#### What needs to be done
Give the line with "of the chair" again, along with every line below it to the end of the records, word for word.

#### Listed records
§
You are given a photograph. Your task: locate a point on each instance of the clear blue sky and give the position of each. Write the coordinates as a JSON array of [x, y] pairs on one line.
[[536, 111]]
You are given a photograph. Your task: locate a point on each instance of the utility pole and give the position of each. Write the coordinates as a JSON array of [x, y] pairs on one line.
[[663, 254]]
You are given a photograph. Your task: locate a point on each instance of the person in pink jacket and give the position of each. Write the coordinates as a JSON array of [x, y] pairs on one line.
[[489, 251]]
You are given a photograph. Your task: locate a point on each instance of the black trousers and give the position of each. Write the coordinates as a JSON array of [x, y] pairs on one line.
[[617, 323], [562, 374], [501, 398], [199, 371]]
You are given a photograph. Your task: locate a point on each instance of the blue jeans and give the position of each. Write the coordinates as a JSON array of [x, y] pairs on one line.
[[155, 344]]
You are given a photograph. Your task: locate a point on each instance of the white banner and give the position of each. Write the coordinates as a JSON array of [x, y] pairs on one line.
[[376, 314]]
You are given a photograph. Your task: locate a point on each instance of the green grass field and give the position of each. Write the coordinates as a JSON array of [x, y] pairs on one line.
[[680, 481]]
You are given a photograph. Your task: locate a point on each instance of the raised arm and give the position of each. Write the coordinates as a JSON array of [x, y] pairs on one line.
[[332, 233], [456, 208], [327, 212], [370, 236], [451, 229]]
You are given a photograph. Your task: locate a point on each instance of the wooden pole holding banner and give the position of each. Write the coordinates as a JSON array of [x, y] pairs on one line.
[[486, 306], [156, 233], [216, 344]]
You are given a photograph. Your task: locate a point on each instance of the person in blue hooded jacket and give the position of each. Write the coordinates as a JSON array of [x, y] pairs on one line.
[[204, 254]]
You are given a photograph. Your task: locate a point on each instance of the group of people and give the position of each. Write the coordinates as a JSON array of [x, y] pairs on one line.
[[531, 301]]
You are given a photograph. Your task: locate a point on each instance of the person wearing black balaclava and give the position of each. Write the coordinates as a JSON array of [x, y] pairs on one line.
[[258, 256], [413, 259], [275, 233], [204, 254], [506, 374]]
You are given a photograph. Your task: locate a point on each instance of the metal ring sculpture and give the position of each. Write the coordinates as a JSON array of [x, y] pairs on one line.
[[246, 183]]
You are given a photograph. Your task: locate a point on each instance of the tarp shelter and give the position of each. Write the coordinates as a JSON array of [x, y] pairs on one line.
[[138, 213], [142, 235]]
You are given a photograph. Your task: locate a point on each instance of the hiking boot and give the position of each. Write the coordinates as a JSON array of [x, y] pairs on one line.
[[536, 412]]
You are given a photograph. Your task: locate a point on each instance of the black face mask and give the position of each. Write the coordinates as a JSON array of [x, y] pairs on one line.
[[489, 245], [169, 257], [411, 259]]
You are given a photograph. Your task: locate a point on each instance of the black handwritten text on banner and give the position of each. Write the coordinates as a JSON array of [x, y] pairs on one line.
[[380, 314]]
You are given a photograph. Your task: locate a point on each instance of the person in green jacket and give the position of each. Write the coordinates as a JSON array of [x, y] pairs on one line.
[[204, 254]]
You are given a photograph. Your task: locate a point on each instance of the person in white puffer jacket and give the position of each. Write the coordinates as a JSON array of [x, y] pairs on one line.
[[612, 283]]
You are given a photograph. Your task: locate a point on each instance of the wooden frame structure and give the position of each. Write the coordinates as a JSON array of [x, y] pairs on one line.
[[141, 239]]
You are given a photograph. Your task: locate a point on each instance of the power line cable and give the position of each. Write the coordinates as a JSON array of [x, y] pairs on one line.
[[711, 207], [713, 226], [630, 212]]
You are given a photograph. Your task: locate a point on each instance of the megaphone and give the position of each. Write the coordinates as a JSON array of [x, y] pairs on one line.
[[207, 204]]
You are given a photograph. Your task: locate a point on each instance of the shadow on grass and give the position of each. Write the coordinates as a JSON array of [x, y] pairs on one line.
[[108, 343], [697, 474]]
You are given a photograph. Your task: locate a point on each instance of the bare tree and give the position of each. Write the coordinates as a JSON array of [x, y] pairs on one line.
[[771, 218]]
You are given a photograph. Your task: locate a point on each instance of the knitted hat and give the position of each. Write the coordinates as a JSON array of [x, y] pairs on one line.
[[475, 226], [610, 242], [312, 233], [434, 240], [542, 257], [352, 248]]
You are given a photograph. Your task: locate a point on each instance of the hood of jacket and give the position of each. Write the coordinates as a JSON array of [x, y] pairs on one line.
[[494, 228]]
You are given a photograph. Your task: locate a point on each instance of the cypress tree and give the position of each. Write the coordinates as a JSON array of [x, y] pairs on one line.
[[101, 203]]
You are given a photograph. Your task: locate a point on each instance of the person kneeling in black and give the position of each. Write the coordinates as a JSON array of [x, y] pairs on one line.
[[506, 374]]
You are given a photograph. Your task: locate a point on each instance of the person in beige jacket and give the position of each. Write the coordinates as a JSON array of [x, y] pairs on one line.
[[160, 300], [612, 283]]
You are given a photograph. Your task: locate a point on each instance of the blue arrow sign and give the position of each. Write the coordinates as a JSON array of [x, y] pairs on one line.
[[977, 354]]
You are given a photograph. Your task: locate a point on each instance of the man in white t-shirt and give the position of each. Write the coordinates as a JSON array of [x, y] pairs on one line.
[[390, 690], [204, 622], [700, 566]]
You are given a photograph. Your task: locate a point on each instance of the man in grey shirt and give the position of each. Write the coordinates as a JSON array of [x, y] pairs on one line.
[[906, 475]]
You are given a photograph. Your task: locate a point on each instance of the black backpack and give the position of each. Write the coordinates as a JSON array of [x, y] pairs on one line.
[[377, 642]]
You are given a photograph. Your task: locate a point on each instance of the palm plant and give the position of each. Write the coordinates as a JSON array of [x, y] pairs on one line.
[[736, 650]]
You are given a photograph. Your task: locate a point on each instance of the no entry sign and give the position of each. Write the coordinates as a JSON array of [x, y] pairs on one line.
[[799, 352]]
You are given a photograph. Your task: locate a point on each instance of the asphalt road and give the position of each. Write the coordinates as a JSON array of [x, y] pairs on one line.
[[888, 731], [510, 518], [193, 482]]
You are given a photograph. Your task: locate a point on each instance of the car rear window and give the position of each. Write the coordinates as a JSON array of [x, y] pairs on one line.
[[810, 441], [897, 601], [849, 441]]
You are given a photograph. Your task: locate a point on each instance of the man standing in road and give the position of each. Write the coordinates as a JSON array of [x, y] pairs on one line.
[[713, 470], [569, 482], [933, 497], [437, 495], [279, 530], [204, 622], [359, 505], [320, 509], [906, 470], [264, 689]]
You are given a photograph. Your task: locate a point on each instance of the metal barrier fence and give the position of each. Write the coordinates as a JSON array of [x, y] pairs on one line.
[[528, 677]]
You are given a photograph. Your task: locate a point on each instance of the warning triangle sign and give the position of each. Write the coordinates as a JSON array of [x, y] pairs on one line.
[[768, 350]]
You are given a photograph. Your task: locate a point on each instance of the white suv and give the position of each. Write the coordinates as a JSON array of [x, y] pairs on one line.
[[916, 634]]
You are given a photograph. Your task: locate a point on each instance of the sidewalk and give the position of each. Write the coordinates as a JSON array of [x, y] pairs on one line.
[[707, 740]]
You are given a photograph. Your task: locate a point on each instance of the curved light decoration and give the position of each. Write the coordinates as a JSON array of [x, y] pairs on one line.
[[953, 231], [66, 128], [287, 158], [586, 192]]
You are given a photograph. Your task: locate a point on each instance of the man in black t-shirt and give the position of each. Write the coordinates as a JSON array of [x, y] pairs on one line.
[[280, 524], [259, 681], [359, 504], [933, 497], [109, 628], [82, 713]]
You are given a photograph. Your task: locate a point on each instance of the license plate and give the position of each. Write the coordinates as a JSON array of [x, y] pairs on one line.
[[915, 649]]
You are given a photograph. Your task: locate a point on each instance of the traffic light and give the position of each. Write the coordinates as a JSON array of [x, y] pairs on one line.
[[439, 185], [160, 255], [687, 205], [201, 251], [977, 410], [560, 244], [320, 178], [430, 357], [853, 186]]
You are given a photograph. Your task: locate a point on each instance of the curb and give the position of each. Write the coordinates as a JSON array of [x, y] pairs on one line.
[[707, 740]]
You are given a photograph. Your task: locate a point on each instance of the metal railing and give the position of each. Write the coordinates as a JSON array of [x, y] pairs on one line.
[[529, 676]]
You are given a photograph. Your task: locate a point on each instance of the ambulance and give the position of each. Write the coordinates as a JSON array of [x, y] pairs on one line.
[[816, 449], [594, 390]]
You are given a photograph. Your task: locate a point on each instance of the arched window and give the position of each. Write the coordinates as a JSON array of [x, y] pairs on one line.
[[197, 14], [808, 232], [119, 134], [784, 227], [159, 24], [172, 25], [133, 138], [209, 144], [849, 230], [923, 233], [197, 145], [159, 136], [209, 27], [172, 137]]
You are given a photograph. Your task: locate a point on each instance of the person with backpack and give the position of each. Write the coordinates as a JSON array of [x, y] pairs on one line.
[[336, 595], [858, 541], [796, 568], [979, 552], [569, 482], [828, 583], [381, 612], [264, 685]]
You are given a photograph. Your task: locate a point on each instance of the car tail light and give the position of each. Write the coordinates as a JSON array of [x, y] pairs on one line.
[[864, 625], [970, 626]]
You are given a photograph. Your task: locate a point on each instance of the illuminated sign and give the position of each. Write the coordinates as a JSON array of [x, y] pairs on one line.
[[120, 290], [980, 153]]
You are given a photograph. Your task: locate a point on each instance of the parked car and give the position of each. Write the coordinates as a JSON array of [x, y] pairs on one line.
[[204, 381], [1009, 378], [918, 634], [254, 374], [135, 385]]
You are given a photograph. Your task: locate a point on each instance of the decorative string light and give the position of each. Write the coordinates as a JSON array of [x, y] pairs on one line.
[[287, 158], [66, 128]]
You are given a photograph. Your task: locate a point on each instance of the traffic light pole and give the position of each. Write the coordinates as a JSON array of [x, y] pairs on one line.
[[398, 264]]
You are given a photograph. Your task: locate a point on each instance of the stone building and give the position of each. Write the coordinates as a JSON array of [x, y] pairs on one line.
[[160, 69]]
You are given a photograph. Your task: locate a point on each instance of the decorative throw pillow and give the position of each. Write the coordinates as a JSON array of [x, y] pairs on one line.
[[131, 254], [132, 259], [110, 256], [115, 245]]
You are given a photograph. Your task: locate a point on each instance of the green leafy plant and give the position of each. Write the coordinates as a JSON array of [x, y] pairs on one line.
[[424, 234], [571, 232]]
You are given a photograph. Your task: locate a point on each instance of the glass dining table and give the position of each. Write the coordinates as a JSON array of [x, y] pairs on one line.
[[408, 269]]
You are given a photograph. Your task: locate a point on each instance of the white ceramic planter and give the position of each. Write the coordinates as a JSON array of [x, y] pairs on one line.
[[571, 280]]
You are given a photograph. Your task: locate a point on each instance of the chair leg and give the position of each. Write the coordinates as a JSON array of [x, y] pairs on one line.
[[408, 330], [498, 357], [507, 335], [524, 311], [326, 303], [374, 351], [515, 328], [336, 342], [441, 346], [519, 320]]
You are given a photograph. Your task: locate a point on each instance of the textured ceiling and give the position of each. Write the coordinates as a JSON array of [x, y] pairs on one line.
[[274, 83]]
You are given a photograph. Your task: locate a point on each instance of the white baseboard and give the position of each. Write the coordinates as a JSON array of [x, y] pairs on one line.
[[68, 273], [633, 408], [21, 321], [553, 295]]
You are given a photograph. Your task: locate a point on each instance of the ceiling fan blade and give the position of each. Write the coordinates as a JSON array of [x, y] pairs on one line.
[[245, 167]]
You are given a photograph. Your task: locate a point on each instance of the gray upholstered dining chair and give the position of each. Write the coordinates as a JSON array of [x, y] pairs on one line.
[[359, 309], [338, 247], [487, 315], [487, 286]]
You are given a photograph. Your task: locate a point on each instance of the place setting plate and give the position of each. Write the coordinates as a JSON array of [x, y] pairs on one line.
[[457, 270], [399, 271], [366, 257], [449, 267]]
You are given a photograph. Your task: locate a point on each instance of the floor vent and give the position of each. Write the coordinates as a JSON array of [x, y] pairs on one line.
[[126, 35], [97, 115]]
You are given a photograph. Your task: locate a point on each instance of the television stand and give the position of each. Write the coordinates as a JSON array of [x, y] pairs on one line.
§
#### Completed task
You are given a photograph. Your task: locate a point on each instance of the chair leg and give the position of each. Write the coordinates as a JSON array of [x, y] pairs on one line.
[[408, 330], [498, 357], [507, 335], [524, 311], [326, 303], [374, 351], [515, 328], [336, 342], [441, 346], [519, 320]]
You are given a photograph. Your task: locate a point on each instance of the textured ceiling and give the position of each. Write the coordinates as a JSON array of [x, y] pairs on one line.
[[274, 83]]
You are given a photograph. Your task: locate a point on each instance of the white baseboard and give the position of each. Write the coordinates as a JSON array of [x, y] pairs on one line.
[[68, 273], [633, 408], [21, 321], [553, 295]]
You are given a photograph. Your task: locate a point on each instance of the ceiling fan blade and give the position of each. Write the coordinates as a JSON array of [x, y] pairs on one line.
[[245, 167]]
You are given a photograph. Your task: locate a point on each instance of the gray upholstered dining chair and give the position of each. Write the coordinates as a JSON array of [x, y] pairs on one line.
[[359, 309], [338, 247], [487, 315], [487, 286]]
You are given a photograph. Your task: locate a point on each instance of the place setting plate and give the position of each. Write the coordinates as a JSON array of [x, y] pairs on one line.
[[457, 270], [399, 271], [366, 257], [449, 267]]
You are given a photograph. Your task: locate a point on each instance of the floor vent and give the position of each. Write the coordinates as a JSON array of [x, y] pairs on one line.
[[126, 35], [97, 115]]
You are given a photograph. Your task: locate a point on each instance of the television stand and give the position of each. Write the coordinates as a JSON array of [x, y] pairs on one line.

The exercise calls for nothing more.